• Challenge: Copy every line of the material below, requests included, and increase each x and y coordinate in the answer points by 66. The sample coordinates shown inside the requests stay as they are.

• Excerpts of location labeling data:
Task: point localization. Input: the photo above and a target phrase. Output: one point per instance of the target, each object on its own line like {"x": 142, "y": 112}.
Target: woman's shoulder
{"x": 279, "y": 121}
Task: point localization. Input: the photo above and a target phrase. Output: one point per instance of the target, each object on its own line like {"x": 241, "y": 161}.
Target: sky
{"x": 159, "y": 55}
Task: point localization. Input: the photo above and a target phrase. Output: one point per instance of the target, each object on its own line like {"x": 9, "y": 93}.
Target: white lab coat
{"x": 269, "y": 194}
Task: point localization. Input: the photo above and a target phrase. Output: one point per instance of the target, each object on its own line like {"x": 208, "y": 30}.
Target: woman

• Task answer:
Task: point localization. Input: the photo above and a target phrase. Output: one point per instance of the target, each object on its own line like {"x": 142, "y": 112}.
Target: woman's shoulder
{"x": 345, "y": 187}
Task: point localization. Input: the photo above and a target phrase. Output: one point per instance of the target, each object on its own line like {"x": 241, "y": 161}.
Target: sky
{"x": 225, "y": 121}
Task: point localization. Input: the photo above and a target phrase. Output: one point per instance of the target, each object on its own line like {"x": 9, "y": 93}.
Target: white lab coat
{"x": 335, "y": 260}
Task: point localization. Input: the photo above and a target phrase. Output: one point per instance of the target, each object on its own line like {"x": 208, "y": 30}.
Target: woman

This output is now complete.